Stored data entries
============

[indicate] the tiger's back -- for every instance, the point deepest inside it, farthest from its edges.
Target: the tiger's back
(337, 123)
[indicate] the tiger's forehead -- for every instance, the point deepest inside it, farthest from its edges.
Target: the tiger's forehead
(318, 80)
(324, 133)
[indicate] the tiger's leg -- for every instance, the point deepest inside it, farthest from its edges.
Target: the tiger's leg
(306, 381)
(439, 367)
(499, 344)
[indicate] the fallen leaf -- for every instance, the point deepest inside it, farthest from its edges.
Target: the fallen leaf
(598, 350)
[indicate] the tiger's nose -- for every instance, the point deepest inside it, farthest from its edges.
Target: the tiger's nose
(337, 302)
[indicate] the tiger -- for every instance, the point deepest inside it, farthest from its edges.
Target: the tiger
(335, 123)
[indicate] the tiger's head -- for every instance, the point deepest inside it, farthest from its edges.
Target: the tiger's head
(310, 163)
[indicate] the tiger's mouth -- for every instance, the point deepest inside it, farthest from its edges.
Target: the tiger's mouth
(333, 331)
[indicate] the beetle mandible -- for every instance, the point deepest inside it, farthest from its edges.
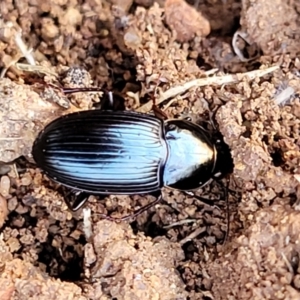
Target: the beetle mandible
(124, 152)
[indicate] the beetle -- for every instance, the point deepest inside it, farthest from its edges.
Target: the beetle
(109, 151)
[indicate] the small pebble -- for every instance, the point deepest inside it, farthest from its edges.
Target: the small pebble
(4, 186)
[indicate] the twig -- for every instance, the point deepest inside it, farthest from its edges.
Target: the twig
(216, 80)
(193, 235)
(35, 69)
(181, 222)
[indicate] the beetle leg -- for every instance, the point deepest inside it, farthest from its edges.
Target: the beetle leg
(75, 199)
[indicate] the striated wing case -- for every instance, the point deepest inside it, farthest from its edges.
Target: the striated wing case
(104, 152)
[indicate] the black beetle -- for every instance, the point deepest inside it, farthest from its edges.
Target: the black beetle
(124, 152)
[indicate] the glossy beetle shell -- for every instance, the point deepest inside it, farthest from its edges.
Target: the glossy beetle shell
(104, 152)
(124, 152)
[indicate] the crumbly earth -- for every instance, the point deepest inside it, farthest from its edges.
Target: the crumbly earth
(180, 249)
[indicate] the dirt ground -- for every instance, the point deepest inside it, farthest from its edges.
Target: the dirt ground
(237, 59)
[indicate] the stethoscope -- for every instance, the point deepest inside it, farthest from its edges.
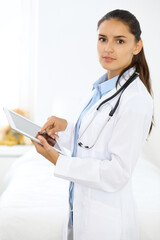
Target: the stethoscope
(111, 113)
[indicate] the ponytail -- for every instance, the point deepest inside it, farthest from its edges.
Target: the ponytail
(138, 61)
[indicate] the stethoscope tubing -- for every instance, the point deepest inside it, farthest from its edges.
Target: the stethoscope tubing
(121, 90)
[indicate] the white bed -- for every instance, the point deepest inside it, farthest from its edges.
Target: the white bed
(34, 203)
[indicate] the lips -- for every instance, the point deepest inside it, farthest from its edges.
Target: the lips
(108, 59)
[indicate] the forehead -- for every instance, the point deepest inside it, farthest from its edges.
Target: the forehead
(113, 27)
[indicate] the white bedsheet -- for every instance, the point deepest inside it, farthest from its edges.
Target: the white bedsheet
(34, 203)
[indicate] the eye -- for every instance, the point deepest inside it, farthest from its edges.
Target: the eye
(101, 39)
(120, 41)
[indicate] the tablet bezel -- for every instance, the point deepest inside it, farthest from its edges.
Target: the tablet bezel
(12, 124)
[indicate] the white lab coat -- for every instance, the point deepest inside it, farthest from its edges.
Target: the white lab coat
(103, 203)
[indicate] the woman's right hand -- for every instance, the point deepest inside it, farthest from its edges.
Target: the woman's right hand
(53, 125)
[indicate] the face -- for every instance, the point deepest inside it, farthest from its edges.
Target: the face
(116, 46)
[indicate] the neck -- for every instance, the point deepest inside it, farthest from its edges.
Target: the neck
(112, 74)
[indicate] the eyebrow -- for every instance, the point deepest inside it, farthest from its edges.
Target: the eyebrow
(119, 36)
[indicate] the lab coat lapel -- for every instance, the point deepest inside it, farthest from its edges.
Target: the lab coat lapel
(87, 118)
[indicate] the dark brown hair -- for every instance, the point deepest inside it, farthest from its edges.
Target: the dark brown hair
(139, 60)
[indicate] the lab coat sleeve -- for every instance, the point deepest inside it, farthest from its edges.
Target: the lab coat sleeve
(130, 131)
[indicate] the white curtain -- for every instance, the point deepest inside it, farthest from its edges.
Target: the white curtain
(18, 41)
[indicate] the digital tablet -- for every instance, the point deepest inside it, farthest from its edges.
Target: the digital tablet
(29, 129)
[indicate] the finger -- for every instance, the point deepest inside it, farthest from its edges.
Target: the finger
(44, 142)
(52, 134)
(47, 125)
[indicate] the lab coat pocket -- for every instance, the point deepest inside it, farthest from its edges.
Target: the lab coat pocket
(104, 222)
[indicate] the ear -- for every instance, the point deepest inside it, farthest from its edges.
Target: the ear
(138, 47)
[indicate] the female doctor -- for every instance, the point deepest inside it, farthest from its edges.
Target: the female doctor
(107, 138)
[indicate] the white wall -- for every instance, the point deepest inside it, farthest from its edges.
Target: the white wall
(67, 62)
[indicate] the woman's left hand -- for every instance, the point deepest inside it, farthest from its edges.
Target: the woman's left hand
(46, 150)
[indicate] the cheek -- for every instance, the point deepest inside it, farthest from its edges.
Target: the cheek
(125, 55)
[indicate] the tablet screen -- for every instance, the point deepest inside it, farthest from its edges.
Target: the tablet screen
(31, 129)
(25, 125)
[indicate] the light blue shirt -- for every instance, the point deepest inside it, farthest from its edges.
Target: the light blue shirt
(102, 86)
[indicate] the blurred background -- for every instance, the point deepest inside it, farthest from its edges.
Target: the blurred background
(48, 56)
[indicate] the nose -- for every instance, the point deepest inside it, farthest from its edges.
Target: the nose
(109, 47)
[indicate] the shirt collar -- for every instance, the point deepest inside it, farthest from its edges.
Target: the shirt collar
(103, 85)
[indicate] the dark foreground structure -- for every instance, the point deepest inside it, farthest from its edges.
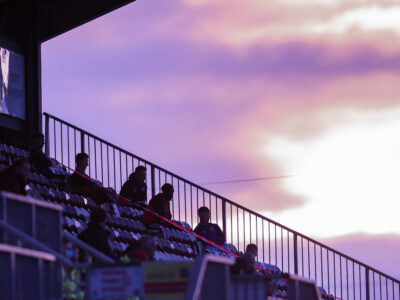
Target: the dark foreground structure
(40, 253)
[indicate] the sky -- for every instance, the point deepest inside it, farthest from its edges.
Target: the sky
(218, 90)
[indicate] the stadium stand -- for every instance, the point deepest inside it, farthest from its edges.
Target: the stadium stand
(31, 231)
(124, 222)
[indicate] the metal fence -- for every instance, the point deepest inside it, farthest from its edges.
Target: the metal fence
(279, 245)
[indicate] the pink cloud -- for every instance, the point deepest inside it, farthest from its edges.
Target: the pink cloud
(377, 251)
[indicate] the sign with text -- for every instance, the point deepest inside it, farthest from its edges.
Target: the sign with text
(166, 281)
(115, 282)
(12, 83)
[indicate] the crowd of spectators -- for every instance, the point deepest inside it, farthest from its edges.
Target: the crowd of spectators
(133, 191)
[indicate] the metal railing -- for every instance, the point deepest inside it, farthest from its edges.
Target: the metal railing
(279, 245)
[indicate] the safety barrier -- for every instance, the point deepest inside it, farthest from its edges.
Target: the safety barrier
(293, 252)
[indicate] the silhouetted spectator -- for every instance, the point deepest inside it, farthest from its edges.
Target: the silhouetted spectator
(160, 204)
(95, 234)
(209, 230)
(245, 263)
(13, 179)
(135, 188)
(40, 162)
(146, 249)
(81, 184)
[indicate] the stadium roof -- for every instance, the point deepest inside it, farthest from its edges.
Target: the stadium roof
(50, 18)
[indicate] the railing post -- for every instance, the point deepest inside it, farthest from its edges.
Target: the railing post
(46, 135)
(296, 258)
(153, 182)
(82, 142)
(224, 218)
(367, 283)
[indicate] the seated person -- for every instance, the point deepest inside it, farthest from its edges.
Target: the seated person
(245, 263)
(159, 204)
(135, 188)
(40, 162)
(13, 179)
(209, 230)
(145, 251)
(95, 234)
(82, 185)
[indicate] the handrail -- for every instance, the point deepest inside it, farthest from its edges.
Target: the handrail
(283, 246)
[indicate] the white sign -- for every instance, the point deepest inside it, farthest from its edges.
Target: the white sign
(12, 83)
(115, 282)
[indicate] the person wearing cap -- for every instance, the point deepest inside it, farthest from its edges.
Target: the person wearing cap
(209, 230)
(245, 263)
(160, 205)
(135, 188)
(13, 179)
(79, 183)
(95, 234)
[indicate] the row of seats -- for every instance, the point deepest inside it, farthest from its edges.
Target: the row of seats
(124, 223)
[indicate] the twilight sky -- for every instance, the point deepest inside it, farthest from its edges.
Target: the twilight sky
(225, 89)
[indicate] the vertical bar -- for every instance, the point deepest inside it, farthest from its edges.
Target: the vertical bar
(282, 247)
(108, 167)
(237, 225)
(327, 262)
(47, 136)
(347, 278)
(262, 226)
(296, 268)
(244, 230)
(322, 267)
(95, 158)
(354, 282)
(82, 142)
(367, 284)
(62, 146)
(308, 260)
(69, 164)
(55, 139)
(250, 227)
(101, 162)
(184, 199)
(115, 176)
(334, 274)
(179, 201)
(341, 278)
(90, 164)
(224, 217)
(257, 238)
(74, 144)
(276, 248)
(315, 264)
(288, 251)
(120, 169)
(230, 205)
(191, 205)
(269, 242)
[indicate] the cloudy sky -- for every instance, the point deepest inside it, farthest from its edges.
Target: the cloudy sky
(219, 90)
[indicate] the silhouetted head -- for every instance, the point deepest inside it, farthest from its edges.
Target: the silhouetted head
(204, 215)
(148, 244)
(37, 141)
(252, 249)
(98, 215)
(82, 162)
(140, 173)
(22, 167)
(168, 191)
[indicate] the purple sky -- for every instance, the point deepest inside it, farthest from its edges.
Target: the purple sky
(217, 90)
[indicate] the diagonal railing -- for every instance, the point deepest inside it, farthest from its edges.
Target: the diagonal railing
(293, 252)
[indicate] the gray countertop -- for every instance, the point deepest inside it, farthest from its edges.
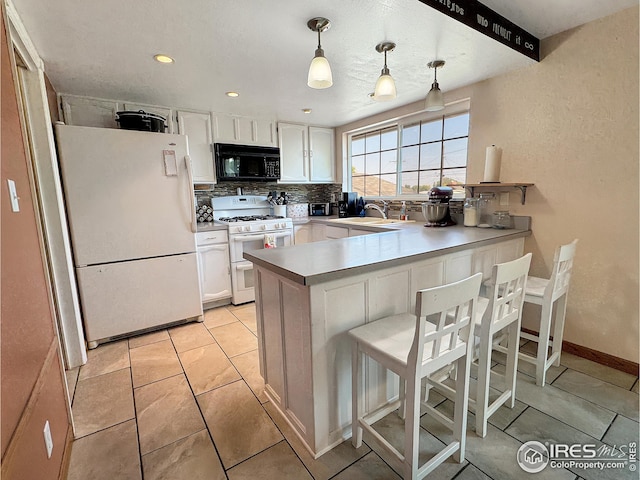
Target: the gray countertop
(317, 262)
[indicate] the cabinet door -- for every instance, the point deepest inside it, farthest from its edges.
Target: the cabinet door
(197, 127)
(89, 112)
(294, 162)
(162, 111)
(321, 154)
(215, 278)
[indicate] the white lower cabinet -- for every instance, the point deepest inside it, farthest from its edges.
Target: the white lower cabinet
(213, 264)
(306, 154)
(304, 349)
(197, 127)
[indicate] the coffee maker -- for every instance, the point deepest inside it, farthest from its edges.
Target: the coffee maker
(436, 211)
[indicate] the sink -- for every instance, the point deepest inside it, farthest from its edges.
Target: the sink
(368, 221)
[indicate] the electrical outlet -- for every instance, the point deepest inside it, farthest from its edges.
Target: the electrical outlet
(48, 441)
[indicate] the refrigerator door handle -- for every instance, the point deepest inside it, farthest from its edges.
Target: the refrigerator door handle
(187, 162)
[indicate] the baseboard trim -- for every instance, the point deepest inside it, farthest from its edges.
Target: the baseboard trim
(602, 358)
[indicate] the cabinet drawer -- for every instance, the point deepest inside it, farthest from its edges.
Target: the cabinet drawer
(211, 237)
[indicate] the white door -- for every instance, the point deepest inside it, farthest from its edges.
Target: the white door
(294, 161)
(89, 112)
(197, 128)
(120, 203)
(125, 297)
(215, 275)
(321, 156)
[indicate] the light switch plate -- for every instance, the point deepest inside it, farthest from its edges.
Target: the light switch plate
(13, 195)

============

* _What to do_:
Here the job is to copy the stretch of records from the line containing "[indicate] the small" through the line containing "[indicate] the tablet bezel", word for word. Leave every picture out.

* _Exercise response_:
[indicate] the small pebble -- for every instance, the point deepest inside it, farthest from its edges.
Target: the small pebble
(4, 186)
[indicate] the twig -- for every instance, the point deepest inside it, farthest from its edges.
Target: the twig
(216, 80)
(193, 235)
(35, 69)
(181, 222)
[indicate] the beetle leg -- for every instance, the point deepest inside it, farthest from its edges.
Target: the beetle leg
(75, 199)
[indicate] the striated wing case -- for every instance, the point deepest inside it, farthest from its edges.
Target: the striated wing case
(104, 152)
[indicate] the black beetle -- for every instance, the point deepest inside it, farthest from its edges.
Target: the black beetle
(124, 152)
[indicate] the glossy beetle shell -- for every instance, the point deepest inside it, farthest from its edges.
Target: the glossy beetle shell
(104, 152)
(124, 152)
[indicate] the crumbly earth -- for every instance, the point deepest inside it, farthest from its edges.
Target: the crumbly earth
(180, 249)
[indicate] the dirt ground -- for every instance, the point deepest inside it, farthest from its edges.
Target: the dirt ground
(237, 59)
[indicate] the stethoscope -- for every instance, the point deepest inside it, farthest from its edges.
Target: the stethoscope
(111, 113)
[indicate] the ponytail -- for every instance, the point deepest inside it, farthest from its edges.
Target: the ponytail
(138, 61)
[indicate] the stethoscope tubing -- for every instance, the point deepest inside it, farthest from its edges.
Target: the stethoscope tubing
(121, 90)
[indicate] the white bed -- for every instance, the point deepest inside it, farthest from its edges.
Target: the white bed
(34, 203)
[indicate] the lips -- for every instance, the point deepest inside it, farthest from its edges.
Target: the lips
(108, 59)
[indicate] the forehead -- for every instance, the point deepest inside it, farthest from its edges.
Target: the forehead
(113, 27)
[indicate] the white bedsheet -- for every instance, the point deepest inside it, farthest from its edges.
Target: the white bedsheet
(34, 203)
[indicate] the eye -- for every instance, the point deepest inside it, farthest from its edges.
Target: the eye
(101, 39)
(120, 41)
[indicate] the tablet bezel -- for every instance, the point deepest inside it, farthest from its edges.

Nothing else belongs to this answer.